### Supplied material
--
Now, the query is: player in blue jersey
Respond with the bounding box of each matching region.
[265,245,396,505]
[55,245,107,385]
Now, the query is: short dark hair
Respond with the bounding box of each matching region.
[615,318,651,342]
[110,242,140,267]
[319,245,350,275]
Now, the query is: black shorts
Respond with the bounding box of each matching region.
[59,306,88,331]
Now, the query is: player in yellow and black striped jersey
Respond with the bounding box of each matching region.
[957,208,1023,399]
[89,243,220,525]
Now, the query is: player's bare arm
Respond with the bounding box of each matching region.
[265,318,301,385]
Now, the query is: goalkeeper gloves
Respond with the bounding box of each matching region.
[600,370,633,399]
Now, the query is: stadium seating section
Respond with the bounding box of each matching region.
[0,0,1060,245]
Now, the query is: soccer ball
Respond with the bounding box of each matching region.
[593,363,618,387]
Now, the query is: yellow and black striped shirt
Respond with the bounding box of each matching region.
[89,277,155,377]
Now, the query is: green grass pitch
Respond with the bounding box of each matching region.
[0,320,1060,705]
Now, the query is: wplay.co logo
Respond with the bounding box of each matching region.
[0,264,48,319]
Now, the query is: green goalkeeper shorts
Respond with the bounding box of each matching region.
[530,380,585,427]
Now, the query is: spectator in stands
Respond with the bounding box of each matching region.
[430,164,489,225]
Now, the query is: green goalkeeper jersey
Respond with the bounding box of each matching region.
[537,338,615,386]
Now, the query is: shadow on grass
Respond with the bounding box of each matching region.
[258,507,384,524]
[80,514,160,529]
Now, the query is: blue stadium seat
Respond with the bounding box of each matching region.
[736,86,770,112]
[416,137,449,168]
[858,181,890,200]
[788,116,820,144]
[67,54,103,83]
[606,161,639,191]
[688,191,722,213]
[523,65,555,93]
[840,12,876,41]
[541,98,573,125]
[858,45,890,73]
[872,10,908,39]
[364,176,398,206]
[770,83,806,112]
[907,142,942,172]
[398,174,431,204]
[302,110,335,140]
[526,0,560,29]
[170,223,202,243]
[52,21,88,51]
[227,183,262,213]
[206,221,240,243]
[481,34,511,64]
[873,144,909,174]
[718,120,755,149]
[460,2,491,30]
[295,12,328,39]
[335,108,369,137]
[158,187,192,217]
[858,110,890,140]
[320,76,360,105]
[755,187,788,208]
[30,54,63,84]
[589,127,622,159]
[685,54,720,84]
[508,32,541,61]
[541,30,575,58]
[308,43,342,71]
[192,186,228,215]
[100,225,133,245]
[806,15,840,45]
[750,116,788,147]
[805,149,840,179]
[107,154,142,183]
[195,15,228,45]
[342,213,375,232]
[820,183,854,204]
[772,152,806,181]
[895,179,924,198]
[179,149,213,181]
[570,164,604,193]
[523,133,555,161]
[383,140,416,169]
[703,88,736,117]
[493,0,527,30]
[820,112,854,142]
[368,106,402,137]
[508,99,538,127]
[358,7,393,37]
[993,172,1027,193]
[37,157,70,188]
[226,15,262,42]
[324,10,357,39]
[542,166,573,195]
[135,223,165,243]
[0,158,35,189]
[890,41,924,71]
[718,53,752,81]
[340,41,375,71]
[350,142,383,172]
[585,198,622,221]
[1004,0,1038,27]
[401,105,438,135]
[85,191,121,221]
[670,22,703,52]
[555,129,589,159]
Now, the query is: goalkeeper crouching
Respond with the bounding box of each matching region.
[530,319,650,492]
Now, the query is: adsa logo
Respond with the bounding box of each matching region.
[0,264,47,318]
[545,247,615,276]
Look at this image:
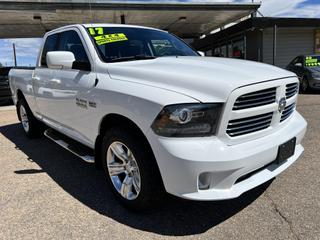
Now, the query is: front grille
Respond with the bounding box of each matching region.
[280,103,295,122]
[227,112,273,137]
[286,83,299,98]
[233,87,276,110]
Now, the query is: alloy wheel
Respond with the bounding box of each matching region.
[106,141,141,200]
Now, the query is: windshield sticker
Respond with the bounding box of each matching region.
[89,27,103,36]
[306,56,320,67]
[94,33,128,46]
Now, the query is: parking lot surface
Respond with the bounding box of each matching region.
[0,93,320,239]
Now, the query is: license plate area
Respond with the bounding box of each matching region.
[275,138,297,165]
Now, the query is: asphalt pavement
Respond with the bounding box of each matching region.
[0,93,320,240]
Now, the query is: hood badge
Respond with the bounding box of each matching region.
[278,98,287,113]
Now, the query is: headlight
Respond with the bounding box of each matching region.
[152,103,222,137]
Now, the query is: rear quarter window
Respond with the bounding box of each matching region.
[41,34,58,67]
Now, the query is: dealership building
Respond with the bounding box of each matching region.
[193,17,320,67]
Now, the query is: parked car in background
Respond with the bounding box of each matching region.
[287,55,320,92]
[0,67,12,105]
[9,24,307,208]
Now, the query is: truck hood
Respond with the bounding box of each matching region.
[107,56,296,102]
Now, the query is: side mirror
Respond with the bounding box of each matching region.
[46,51,75,69]
[198,51,206,57]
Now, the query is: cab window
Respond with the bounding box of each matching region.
[41,34,58,67]
[58,31,89,63]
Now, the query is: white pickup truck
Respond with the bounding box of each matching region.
[9,24,307,208]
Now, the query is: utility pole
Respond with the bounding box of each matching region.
[12,43,17,67]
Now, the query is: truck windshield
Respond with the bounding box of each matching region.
[87,27,199,62]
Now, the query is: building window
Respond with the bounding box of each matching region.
[230,39,244,59]
[315,29,320,54]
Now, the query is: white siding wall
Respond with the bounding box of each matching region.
[263,28,314,68]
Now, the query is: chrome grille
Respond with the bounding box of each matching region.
[227,112,273,137]
[233,87,276,110]
[280,103,295,122]
[286,83,299,98]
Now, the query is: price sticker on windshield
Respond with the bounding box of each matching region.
[94,33,128,46]
[89,27,103,36]
[306,56,320,67]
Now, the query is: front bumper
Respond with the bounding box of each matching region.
[148,112,307,200]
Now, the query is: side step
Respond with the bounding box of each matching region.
[44,128,94,163]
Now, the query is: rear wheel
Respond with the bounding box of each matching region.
[17,99,42,138]
[101,128,165,210]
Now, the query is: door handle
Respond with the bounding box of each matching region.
[49,79,61,84]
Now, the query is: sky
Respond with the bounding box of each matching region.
[0,0,320,66]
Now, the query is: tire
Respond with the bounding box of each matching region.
[101,127,166,210]
[17,99,42,138]
[300,77,309,93]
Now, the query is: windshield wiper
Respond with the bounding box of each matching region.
[110,54,156,62]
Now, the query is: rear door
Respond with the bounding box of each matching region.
[32,34,59,119]
[47,29,96,142]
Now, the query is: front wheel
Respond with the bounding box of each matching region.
[101,128,164,210]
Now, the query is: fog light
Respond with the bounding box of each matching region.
[198,172,211,190]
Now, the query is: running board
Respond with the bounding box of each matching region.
[44,128,94,163]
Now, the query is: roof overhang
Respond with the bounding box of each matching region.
[192,17,320,50]
[0,0,260,38]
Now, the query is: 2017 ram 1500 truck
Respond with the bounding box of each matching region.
[10,24,307,208]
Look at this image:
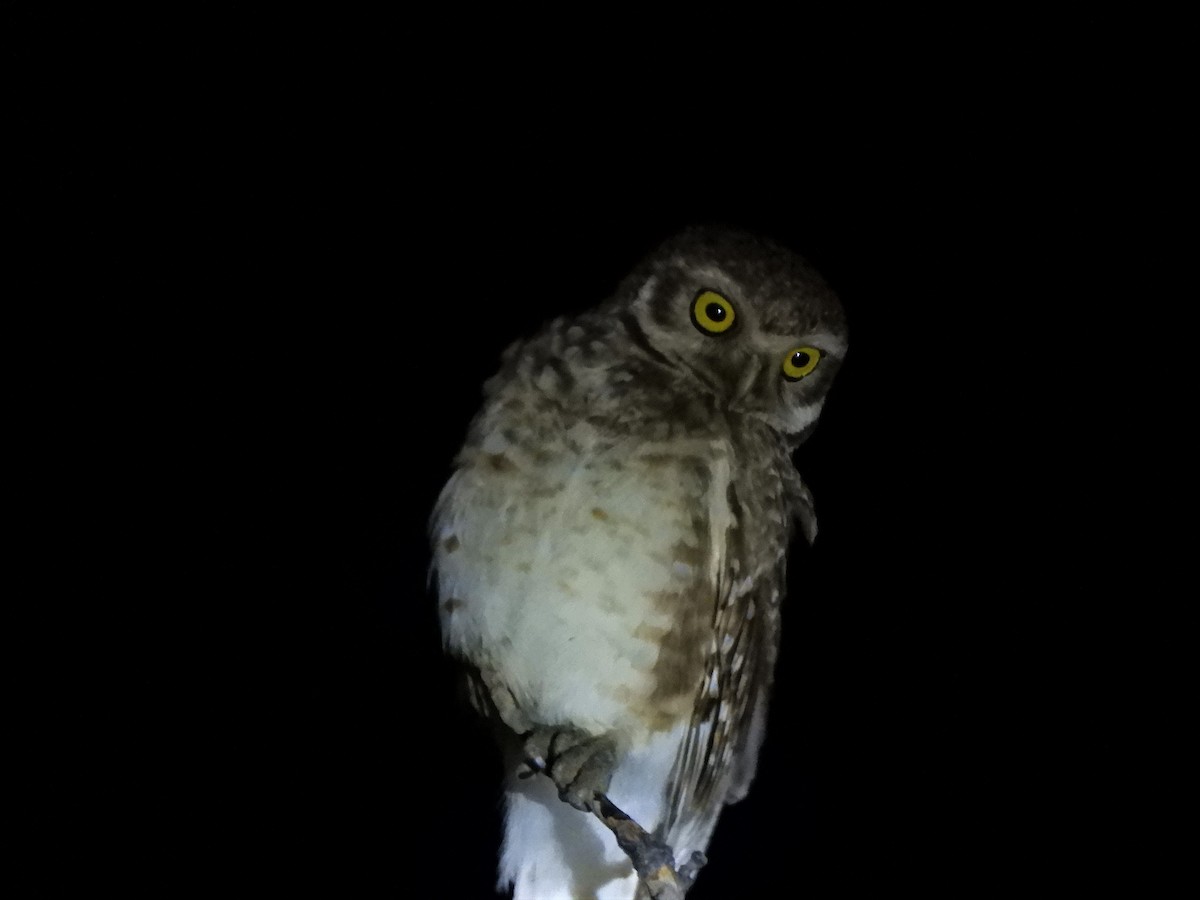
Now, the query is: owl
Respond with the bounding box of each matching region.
[431,228,847,900]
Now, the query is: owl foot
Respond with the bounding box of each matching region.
[517,727,617,812]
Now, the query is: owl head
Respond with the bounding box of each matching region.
[612,228,847,445]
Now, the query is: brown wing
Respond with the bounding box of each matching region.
[666,481,791,846]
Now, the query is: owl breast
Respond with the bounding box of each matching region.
[437,424,728,736]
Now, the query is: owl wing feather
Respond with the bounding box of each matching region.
[665,458,796,852]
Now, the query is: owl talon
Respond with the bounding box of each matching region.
[517,728,617,812]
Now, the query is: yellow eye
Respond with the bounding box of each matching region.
[691,290,737,335]
[784,347,821,382]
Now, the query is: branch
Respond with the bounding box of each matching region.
[592,792,707,900]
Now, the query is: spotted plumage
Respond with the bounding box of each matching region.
[432,229,846,900]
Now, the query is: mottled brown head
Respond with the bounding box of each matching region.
[606,228,847,444]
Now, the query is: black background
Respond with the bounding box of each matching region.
[10,5,1152,900]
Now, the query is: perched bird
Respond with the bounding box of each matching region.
[431,228,847,900]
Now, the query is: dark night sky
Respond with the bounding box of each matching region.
[19,14,1156,900]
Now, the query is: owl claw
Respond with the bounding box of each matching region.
[517,727,617,812]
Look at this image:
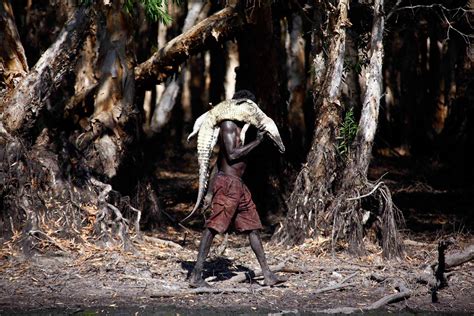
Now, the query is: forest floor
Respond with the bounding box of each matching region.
[0,149,474,315]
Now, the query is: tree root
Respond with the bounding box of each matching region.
[315,282,411,314]
[220,262,286,283]
[150,287,268,298]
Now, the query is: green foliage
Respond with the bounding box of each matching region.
[81,0,181,24]
[336,108,357,158]
[123,0,180,24]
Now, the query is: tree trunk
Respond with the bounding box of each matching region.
[150,1,204,132]
[236,1,288,224]
[287,14,306,161]
[274,0,350,244]
[0,0,28,92]
[328,0,401,257]
[135,6,245,83]
[4,7,90,135]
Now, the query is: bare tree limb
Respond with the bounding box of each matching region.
[135,6,246,83]
[3,7,90,134]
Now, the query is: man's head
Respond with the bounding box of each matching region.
[232,90,257,103]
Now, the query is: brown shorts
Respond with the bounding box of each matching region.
[206,172,262,233]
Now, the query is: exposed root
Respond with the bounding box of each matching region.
[329,175,403,258]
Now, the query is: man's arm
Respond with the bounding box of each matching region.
[220,121,265,162]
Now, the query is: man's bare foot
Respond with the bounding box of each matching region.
[263,272,288,286]
[189,277,211,288]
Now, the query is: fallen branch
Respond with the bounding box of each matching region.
[445,244,474,269]
[135,6,246,83]
[313,282,357,294]
[364,282,411,310]
[315,282,411,314]
[150,287,262,298]
[143,235,183,249]
[313,271,359,294]
[224,262,285,282]
[3,7,91,134]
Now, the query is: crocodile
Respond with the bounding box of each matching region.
[182,99,285,222]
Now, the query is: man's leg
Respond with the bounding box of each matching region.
[249,230,285,285]
[189,228,216,287]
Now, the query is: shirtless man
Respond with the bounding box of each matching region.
[189,90,283,287]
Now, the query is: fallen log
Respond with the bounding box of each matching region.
[3,7,91,134]
[221,262,285,283]
[315,282,411,314]
[150,287,268,298]
[135,5,247,84]
[444,245,474,270]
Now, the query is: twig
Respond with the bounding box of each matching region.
[28,230,67,252]
[150,287,267,298]
[315,283,411,314]
[346,181,384,201]
[143,235,183,249]
[225,262,285,282]
[313,282,357,294]
[364,283,411,310]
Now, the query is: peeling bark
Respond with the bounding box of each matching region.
[328,0,402,258]
[273,0,350,244]
[150,1,209,132]
[3,7,90,135]
[287,14,306,159]
[135,6,246,83]
[0,0,28,92]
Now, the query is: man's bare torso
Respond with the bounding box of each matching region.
[217,121,247,178]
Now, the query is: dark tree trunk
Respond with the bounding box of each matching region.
[236,2,288,224]
[0,0,28,92]
[274,0,350,244]
[4,8,90,135]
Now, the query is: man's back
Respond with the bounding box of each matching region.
[217,121,247,178]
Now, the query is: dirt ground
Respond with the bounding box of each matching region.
[0,152,474,315]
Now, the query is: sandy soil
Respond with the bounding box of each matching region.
[0,153,474,315]
[0,225,474,314]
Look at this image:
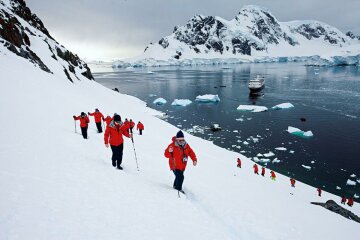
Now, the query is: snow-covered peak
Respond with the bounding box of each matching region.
[0,0,93,82]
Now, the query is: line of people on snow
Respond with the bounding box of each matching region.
[236,158,354,207]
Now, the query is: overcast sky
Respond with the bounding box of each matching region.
[26,0,360,60]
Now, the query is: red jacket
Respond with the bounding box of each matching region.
[104,116,113,126]
[136,122,144,130]
[104,122,130,146]
[164,137,197,171]
[90,112,104,122]
[74,116,90,127]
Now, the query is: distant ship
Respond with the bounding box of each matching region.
[248,75,265,94]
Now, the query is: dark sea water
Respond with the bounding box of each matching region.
[90,63,360,201]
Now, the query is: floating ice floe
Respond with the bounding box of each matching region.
[301,165,311,170]
[237,105,268,112]
[195,94,220,103]
[271,103,294,110]
[153,98,167,105]
[264,151,275,157]
[346,179,356,186]
[287,126,314,138]
[171,99,192,107]
[272,158,280,163]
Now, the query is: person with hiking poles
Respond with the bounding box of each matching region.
[164,130,197,194]
[104,115,132,170]
[88,108,105,133]
[73,112,90,139]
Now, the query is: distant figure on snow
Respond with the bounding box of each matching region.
[73,112,90,139]
[104,115,132,170]
[136,121,144,135]
[290,178,296,187]
[270,170,276,181]
[164,131,197,193]
[88,108,105,133]
[237,158,241,168]
[317,188,322,197]
[253,163,259,175]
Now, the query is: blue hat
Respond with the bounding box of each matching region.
[176,130,184,138]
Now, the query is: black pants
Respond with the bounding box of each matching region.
[110,144,124,167]
[81,127,87,139]
[96,122,102,133]
[174,169,184,190]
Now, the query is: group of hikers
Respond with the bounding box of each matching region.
[73,108,197,194]
[73,108,354,202]
[237,158,354,207]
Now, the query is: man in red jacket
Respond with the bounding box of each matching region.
[164,131,197,193]
[104,115,132,170]
[88,108,104,133]
[136,121,144,135]
[73,112,90,139]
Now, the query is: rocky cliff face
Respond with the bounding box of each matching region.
[0,0,93,82]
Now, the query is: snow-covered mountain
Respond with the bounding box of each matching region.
[0,0,93,82]
[0,0,360,240]
[114,5,360,67]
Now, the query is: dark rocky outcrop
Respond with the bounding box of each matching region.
[311,200,360,223]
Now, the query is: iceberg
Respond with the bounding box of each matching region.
[195,94,220,103]
[153,98,167,105]
[237,105,268,112]
[287,126,314,138]
[171,99,192,107]
[346,179,356,186]
[271,103,294,110]
[301,165,311,170]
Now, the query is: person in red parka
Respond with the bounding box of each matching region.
[270,170,276,181]
[164,131,197,193]
[253,163,259,175]
[104,115,132,170]
[290,178,296,187]
[136,121,144,135]
[73,112,90,139]
[129,119,135,133]
[104,114,113,127]
[88,108,105,133]
[237,158,241,168]
[261,167,265,177]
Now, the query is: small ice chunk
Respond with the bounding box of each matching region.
[272,103,294,110]
[272,158,280,163]
[264,151,275,157]
[237,105,268,112]
[195,94,220,102]
[171,99,192,107]
[153,98,167,105]
[346,179,356,186]
[301,165,311,170]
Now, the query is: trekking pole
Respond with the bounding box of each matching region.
[131,136,139,171]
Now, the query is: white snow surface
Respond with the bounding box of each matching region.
[0,4,360,240]
[171,99,192,107]
[195,94,220,102]
[237,105,268,112]
[272,103,294,110]
[153,98,167,105]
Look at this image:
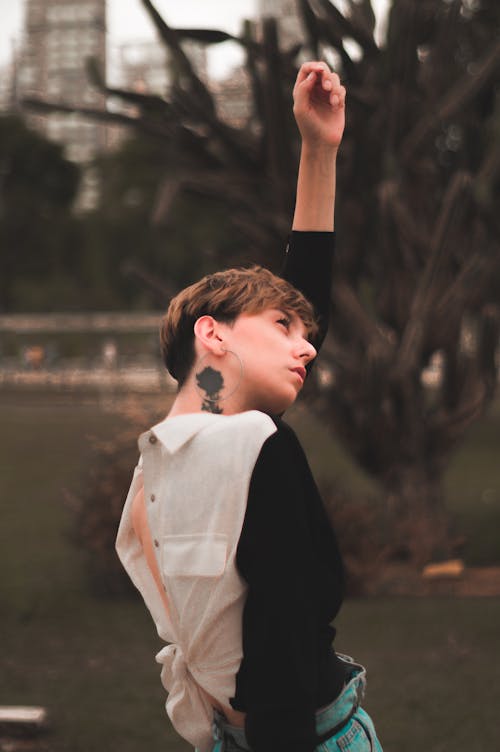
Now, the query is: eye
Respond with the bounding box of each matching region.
[276,316,292,330]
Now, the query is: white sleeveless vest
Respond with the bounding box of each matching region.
[116,411,276,752]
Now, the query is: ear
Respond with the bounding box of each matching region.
[194,316,224,355]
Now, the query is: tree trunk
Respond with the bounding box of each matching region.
[383,465,454,567]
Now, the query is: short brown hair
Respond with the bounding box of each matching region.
[160,266,318,386]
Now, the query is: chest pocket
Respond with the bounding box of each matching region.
[161,533,227,577]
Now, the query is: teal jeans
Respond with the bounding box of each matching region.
[207,655,382,752]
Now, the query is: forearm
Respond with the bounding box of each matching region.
[292,142,337,232]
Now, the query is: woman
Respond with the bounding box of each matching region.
[117,62,380,752]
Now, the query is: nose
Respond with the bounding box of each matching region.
[298,339,318,365]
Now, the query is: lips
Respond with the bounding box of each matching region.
[290,366,306,381]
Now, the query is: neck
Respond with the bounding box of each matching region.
[168,379,249,418]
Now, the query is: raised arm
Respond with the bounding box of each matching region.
[292,62,346,232]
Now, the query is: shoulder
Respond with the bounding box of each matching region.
[259,416,305,463]
[203,410,277,445]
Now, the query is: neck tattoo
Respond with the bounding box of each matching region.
[196,366,224,414]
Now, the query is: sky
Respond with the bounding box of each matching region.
[0,0,387,77]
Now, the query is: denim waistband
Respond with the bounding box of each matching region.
[213,653,366,752]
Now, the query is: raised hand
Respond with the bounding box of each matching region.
[293,61,346,148]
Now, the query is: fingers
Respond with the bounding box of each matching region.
[293,61,346,107]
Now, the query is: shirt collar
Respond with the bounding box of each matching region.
[143,413,224,454]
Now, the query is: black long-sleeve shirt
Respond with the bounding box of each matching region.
[231,232,344,752]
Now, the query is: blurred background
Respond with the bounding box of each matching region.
[0,0,500,752]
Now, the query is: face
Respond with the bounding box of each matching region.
[226,308,316,414]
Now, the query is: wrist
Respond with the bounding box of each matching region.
[301,139,340,160]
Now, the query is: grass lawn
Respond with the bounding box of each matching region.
[0,396,500,752]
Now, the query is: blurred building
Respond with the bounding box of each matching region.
[210,67,253,128]
[16,0,107,210]
[108,40,208,149]
[257,0,304,49]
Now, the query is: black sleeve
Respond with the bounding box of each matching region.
[236,432,318,752]
[281,230,335,351]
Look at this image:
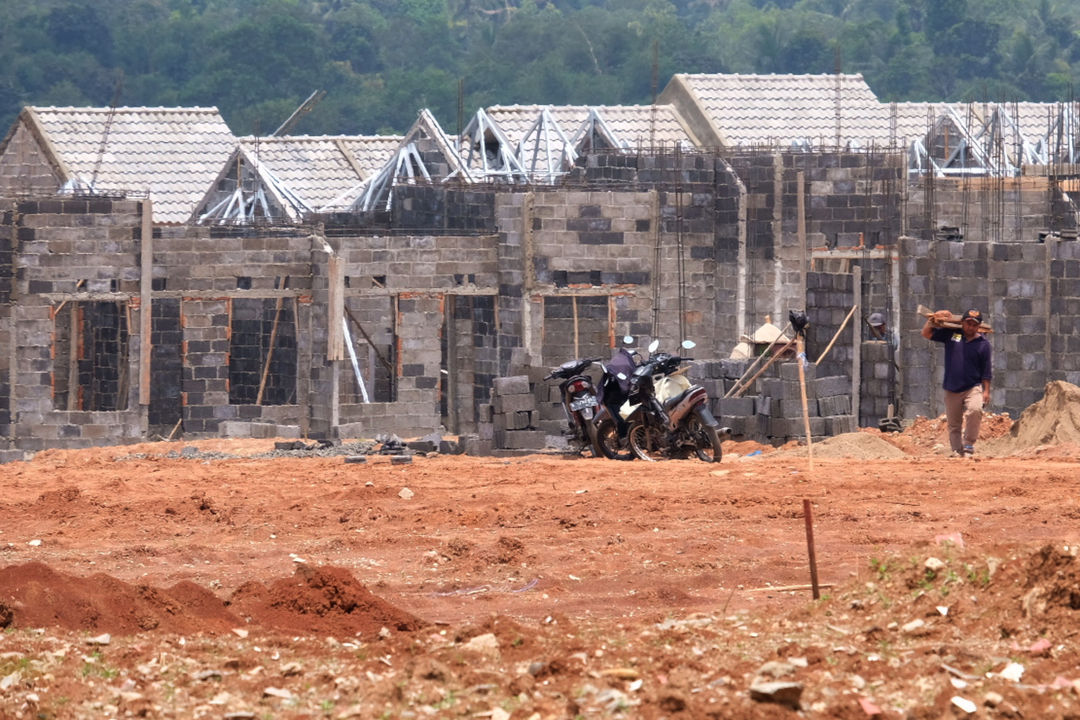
--
### Stated exercise
Copy the listing word for word, starting at its first line and ending at the line that contains "[80,514,160,529]", with both of those lines included.

### Answer
Now, the query is: player in blue jersey
Respond with the bounding box of each matching region.
[265,245,396,505]
[55,245,107,385]
Now, the query is: short dark hair
Respond with the bounding box of each matching region.
[615,318,651,342]
[110,242,140,267]
[319,245,350,275]
Now, the query is: black shorts
Respond with the bounding box of each matching region.
[59,306,88,331]
Now, the query is: player in yellow and black striped jersey
Respond with the bounding box of each matching region.
[957,208,1023,399]
[89,243,220,525]
Now, the query is: player's bare arm
Respond with the bounding box of each matching region.
[265,318,301,385]
Now, the query is: goalkeeper gloves
Respond with the bounding box of each matching region.
[600,370,633,399]
Now, the query is: stadium seating section
Respond with the bounding box of each matching region.
[0,0,1060,245]
Now, the query is: soccer ball
Respond with the bounding box of each matching region.
[593,363,618,387]
Now, the query is: yellow and black striped shirt
Respond with the bounding box of each matching region.
[89,277,155,377]
Now, the query is: green grass pitch
Respond with the bounding box of each matching region.
[0,320,1060,705]
Now, the query is: wplay.co logo
Respond with the bounding box of each matching region.
[0,264,48,319]
Now, the query is: green goalkeeper shorts
Respond with the bounding box of each matching region.
[530,380,585,427]
Now, the query is: spectator in stands
Respond with the bounding box of each matching region.
[430,164,489,225]
Now, the query is: green goalkeeper jersey
Respond with the bounding box of each matching region.
[537,338,615,386]
Now, the query is: shadow on grass
Respond with the bounding box of each matching region.
[258,507,384,524]
[80,514,160,529]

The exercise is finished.